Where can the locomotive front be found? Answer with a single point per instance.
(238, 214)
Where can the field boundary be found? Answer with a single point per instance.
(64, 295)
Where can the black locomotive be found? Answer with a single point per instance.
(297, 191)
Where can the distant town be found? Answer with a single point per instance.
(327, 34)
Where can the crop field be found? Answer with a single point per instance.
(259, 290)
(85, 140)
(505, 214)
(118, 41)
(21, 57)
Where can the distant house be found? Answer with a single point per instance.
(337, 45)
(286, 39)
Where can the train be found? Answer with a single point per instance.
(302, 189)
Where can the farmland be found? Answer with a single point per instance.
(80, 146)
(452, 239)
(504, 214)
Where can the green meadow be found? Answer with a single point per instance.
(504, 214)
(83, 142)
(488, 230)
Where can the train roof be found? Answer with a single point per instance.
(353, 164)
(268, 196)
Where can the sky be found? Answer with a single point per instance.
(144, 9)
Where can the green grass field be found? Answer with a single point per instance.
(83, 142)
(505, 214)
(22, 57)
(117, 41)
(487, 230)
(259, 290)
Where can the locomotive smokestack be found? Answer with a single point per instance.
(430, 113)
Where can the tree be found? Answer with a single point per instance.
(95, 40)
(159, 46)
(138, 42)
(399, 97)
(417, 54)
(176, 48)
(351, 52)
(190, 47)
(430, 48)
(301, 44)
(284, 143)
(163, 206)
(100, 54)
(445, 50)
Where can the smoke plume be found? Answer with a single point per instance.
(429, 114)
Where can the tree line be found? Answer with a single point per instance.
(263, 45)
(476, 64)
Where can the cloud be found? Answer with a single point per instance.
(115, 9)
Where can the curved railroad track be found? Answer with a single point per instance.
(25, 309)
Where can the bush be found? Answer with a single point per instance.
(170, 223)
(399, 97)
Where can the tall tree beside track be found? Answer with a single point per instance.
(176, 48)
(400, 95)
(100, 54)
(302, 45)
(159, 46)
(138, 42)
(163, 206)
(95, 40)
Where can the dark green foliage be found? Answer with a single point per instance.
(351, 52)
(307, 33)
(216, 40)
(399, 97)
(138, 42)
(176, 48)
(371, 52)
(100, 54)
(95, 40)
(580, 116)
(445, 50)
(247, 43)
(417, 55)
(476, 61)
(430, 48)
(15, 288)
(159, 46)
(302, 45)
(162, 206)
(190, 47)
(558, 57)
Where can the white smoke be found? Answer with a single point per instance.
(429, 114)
++++++++++
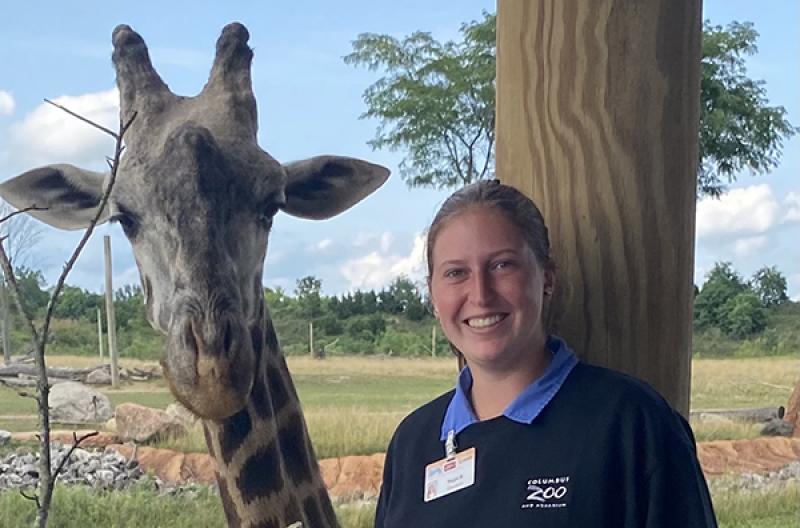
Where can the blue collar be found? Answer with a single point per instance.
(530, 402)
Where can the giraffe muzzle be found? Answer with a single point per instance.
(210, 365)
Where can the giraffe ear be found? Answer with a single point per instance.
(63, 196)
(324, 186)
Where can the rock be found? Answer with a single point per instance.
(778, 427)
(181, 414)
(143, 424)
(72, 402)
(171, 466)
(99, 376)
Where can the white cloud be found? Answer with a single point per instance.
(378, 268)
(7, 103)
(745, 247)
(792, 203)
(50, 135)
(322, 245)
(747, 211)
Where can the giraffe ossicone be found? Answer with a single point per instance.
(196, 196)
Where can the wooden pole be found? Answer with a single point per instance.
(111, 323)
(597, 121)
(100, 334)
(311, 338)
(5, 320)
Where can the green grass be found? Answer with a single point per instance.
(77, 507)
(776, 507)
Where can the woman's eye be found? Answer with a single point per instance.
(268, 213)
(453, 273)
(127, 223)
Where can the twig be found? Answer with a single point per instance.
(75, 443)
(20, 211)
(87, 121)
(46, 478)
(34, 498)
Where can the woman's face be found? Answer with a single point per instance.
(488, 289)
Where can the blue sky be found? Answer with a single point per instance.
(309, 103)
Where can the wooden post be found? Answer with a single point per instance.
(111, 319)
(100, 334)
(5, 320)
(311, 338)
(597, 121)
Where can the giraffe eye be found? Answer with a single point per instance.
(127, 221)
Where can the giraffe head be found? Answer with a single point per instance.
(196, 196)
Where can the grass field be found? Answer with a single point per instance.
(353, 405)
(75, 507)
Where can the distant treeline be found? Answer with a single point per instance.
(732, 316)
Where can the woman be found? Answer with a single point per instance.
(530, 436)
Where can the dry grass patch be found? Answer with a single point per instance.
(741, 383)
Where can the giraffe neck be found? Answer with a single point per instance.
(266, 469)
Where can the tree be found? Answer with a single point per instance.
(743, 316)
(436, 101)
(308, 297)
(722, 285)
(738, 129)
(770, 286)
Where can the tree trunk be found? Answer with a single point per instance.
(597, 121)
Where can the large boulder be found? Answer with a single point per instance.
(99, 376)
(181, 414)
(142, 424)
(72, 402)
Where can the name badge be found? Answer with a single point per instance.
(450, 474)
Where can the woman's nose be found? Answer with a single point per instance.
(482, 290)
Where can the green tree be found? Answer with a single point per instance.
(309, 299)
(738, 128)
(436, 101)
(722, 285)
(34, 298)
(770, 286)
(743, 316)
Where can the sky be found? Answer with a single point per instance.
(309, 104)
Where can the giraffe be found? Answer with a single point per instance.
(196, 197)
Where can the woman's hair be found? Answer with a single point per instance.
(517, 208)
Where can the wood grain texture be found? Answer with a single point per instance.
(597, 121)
++++++++++
▸ Exercise goal:
Return each line from the rows above that contains the word "wooden", copying every such line in full.

▸ Full response:
Where can the wooden pole be found? Answer with a single point per instance.
Where can the wooden post be found? Answer with a single point per instance.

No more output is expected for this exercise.